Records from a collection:

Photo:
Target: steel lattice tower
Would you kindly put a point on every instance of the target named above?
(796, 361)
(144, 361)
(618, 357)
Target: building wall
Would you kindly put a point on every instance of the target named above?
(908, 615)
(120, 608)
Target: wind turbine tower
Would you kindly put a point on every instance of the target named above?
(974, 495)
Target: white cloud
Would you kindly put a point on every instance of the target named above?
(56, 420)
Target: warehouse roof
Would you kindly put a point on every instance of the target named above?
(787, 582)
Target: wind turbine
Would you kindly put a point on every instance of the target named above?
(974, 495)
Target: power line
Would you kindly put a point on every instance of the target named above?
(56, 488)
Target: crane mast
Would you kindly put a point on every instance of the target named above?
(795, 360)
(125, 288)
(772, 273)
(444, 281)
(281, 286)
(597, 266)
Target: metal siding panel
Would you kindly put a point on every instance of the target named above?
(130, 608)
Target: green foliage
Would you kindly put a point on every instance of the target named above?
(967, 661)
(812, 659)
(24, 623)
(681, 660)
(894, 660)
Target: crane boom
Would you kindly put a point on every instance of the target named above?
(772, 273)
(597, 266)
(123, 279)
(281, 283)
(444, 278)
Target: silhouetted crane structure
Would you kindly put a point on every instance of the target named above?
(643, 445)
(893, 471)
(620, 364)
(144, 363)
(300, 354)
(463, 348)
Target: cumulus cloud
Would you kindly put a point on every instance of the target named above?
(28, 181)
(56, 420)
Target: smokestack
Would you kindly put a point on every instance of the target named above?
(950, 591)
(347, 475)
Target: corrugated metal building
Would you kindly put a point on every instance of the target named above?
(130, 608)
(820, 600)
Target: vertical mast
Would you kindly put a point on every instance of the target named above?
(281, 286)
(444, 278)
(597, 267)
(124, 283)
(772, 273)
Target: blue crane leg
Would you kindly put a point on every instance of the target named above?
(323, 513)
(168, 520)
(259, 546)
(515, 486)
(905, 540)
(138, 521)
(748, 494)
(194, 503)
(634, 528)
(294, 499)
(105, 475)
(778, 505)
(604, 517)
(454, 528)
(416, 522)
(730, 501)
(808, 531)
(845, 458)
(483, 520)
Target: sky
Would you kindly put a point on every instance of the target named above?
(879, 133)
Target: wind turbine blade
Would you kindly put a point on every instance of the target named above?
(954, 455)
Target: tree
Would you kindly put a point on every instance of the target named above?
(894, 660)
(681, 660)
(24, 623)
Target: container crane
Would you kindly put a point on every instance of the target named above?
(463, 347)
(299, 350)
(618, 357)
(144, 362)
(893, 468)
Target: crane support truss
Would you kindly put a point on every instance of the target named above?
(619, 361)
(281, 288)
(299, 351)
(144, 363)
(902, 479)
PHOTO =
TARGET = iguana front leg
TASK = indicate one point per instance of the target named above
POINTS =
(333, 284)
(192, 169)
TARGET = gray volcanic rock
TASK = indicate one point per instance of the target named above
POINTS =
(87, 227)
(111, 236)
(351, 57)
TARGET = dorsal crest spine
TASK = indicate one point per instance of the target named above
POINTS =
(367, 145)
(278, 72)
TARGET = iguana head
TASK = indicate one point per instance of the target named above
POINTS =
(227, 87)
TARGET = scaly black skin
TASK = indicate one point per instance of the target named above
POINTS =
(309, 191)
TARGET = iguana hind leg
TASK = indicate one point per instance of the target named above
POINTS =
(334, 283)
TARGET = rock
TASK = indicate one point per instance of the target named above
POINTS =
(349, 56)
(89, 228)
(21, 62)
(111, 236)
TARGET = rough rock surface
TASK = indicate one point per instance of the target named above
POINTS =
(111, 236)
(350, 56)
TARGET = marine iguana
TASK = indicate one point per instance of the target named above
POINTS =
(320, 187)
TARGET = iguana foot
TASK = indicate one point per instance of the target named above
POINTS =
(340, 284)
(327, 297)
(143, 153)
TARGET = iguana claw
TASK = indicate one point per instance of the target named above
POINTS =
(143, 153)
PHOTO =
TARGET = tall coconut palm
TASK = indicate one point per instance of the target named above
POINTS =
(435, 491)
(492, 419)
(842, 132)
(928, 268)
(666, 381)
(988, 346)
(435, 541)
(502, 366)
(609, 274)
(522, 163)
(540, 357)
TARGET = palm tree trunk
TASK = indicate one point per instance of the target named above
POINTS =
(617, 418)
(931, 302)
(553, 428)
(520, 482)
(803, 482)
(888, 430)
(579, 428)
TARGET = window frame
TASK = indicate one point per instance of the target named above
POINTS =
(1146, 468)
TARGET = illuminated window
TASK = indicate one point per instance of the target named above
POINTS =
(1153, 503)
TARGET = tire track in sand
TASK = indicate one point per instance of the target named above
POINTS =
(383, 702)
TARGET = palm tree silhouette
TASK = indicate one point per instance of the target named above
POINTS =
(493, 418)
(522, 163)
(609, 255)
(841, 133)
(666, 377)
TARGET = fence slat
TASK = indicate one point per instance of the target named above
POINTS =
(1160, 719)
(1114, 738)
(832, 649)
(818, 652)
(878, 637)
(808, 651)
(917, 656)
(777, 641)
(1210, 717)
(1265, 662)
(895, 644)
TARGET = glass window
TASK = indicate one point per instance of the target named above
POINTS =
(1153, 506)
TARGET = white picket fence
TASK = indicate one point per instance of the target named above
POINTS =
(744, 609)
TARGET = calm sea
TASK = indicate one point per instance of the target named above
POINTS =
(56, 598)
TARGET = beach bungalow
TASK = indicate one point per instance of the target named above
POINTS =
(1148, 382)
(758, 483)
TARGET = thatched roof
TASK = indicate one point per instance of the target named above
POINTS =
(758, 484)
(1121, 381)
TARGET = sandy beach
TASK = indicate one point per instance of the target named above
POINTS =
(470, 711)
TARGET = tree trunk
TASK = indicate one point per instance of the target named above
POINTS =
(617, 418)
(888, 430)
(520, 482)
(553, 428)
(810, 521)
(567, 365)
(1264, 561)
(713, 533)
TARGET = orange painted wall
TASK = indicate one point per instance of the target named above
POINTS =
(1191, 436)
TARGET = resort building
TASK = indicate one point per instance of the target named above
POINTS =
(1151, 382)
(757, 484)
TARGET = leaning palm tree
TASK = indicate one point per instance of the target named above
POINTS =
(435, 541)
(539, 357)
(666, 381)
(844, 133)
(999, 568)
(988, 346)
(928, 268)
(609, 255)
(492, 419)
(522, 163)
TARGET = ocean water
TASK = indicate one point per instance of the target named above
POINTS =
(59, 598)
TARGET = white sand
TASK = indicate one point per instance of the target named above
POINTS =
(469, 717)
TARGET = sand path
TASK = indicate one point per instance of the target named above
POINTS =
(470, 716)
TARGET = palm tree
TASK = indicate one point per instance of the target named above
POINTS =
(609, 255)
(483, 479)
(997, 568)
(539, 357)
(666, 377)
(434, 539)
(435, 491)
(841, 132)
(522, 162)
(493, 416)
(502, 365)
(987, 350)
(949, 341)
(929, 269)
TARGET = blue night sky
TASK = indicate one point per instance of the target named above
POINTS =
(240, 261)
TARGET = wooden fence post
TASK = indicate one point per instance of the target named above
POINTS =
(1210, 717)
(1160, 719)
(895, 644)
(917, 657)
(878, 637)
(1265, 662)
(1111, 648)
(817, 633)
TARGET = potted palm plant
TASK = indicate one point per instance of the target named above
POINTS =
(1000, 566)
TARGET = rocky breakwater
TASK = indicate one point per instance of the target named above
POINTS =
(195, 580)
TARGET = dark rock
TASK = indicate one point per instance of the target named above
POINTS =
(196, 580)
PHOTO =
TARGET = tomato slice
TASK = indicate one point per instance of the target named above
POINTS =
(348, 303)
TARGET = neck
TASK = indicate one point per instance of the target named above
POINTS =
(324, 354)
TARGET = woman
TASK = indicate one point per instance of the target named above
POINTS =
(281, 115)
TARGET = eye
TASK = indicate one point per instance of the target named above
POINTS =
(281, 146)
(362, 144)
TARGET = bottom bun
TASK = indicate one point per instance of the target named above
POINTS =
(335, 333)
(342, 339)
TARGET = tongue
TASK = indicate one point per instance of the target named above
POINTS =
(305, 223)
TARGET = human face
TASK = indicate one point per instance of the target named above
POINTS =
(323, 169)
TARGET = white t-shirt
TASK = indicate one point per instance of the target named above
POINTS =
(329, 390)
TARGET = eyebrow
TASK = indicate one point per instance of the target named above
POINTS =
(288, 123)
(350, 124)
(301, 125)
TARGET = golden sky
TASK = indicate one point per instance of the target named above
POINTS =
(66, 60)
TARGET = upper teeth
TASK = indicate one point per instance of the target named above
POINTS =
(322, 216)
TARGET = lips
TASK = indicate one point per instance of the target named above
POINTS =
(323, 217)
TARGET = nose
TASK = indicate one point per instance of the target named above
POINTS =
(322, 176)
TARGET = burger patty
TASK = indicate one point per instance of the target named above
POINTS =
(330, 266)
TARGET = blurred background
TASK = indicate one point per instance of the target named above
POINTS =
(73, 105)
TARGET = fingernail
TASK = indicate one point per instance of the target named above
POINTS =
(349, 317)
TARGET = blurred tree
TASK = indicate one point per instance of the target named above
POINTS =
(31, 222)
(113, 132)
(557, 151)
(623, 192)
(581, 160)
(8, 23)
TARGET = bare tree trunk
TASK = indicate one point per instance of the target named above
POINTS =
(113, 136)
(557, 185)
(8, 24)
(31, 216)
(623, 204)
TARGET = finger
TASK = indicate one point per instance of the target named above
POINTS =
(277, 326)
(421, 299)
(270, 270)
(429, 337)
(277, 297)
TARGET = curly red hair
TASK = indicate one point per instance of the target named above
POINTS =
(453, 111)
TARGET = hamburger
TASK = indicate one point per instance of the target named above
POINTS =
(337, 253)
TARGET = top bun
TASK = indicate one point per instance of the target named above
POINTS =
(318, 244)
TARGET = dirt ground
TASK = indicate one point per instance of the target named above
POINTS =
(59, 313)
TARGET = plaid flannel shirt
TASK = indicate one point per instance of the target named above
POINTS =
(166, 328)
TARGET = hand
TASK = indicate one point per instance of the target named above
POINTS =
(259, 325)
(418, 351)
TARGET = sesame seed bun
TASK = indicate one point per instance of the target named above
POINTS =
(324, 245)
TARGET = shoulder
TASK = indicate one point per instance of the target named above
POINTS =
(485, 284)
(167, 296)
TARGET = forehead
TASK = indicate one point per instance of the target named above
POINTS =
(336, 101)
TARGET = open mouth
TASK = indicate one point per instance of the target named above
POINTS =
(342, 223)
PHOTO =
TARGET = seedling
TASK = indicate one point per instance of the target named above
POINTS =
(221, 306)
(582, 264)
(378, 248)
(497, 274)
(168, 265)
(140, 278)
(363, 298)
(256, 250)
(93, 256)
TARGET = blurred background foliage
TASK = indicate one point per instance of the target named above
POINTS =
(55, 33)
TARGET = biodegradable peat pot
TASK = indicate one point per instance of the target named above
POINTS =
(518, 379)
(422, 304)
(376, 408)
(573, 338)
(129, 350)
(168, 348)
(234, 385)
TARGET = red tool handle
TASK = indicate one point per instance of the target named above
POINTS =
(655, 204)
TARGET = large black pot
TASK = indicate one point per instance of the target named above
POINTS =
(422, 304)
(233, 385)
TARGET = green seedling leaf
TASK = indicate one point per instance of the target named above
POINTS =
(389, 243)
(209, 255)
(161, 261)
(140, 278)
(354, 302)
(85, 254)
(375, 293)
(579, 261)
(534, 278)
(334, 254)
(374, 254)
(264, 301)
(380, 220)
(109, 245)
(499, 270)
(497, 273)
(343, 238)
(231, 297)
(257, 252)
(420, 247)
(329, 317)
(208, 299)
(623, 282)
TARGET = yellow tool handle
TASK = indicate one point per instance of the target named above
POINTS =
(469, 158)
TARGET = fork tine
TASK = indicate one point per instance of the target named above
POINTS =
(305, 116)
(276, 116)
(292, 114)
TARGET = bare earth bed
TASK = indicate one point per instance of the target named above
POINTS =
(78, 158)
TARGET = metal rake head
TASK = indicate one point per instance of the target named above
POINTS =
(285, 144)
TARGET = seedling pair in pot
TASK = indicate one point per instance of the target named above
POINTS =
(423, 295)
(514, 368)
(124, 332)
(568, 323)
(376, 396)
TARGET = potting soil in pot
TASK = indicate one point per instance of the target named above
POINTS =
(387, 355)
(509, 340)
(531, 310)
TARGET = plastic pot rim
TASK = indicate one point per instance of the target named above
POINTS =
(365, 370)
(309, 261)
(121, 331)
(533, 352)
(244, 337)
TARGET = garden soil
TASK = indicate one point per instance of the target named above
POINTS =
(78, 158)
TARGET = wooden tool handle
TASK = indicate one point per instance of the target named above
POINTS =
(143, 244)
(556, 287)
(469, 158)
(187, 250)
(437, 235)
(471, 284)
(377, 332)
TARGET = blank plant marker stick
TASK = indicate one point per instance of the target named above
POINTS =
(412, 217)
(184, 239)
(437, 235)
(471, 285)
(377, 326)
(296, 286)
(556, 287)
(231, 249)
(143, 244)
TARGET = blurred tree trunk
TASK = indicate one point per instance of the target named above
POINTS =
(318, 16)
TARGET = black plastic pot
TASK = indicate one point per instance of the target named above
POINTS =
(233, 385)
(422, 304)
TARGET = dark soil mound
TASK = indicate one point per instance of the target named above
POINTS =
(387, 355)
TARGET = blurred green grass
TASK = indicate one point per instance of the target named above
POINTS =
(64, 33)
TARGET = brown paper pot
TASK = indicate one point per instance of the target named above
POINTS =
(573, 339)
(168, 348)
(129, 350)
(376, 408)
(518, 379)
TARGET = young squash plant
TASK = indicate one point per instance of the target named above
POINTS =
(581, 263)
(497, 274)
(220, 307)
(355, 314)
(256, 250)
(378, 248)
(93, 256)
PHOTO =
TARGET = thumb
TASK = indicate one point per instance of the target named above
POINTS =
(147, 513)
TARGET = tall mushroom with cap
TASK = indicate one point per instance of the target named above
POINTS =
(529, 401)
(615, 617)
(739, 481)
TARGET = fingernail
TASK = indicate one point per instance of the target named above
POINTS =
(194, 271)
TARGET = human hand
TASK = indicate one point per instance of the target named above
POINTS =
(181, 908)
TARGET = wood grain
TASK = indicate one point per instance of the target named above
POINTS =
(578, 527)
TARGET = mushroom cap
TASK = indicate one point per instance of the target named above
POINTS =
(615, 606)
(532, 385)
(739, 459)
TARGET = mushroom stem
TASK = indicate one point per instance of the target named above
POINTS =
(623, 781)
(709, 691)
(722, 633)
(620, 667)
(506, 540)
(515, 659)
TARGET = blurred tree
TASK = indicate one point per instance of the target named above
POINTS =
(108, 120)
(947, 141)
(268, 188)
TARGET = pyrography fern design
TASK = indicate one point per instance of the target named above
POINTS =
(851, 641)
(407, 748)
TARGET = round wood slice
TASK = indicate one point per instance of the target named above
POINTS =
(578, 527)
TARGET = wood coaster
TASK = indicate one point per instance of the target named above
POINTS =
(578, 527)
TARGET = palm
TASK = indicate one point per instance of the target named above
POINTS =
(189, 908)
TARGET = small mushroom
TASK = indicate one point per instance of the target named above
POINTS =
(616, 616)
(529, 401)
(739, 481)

DIRECTIONS FOR THIS TASK >> Write out exactly the lines between the start of the entries and the line containing "Target: blue crane leg", including that line and the first one.

RESPONSE TO THE EXERCISE >>
Photo:
Target: steel lattice tower
Would you kindly put a point on every instance of the target named above?
(796, 361)
(144, 361)
(618, 357)
Target: building wall
Would you kindly put a point on every instance of the target named above?
(908, 615)
(120, 608)
Target: wind turbine tower
Would you kindly put a point on every instance of the target named above?
(974, 495)
Target: white cloud
Would you kindly put a point on every instance of the target named above?
(56, 420)
Target: warehouse roof
Would you kindly put a point on every instance of the target named above?
(787, 582)
Target: wind turbine
Would you kindly put a point on every instance of the target named above?
(974, 495)
Target: power line
Would you kindly put a point on every instance of the target named above?
(56, 488)
Target: crane mast
Would you kindly put a point on every instance of the target named above?
(795, 360)
(125, 288)
(772, 273)
(444, 281)
(281, 286)
(597, 266)
Target: metal siding panel
Would you kindly put a point on every instance of the target named above?
(130, 608)
Target: green foliage
Would you kindly put a point on every instance of the target named above?
(967, 661)
(812, 659)
(24, 623)
(681, 660)
(894, 660)
Target: crane boom
Would you kindly put a point on every instance of the target named above?
(772, 273)
(597, 266)
(123, 279)
(281, 283)
(444, 278)
Target: silhouetted crane structure
Would you kindly put a point on every instance of the target named above?
(643, 445)
(893, 471)
(620, 364)
(144, 363)
(300, 354)
(463, 348)
Target: cumulus cloud
Would you kindly put a point on every instance of the target named above?
(28, 181)
(56, 420)
Target: smokestack
Would you kindly put a point on every instance of the target named above?
(950, 591)
(347, 475)
Target: corrugated metal building
Would you kindly put a point on every instance of the target named above?
(130, 608)
(820, 600)
Target: vertical mast
Would you kindly put a point on every instance of the target named above?
(281, 286)
(444, 278)
(597, 267)
(124, 283)
(772, 273)
Target: blue crane leg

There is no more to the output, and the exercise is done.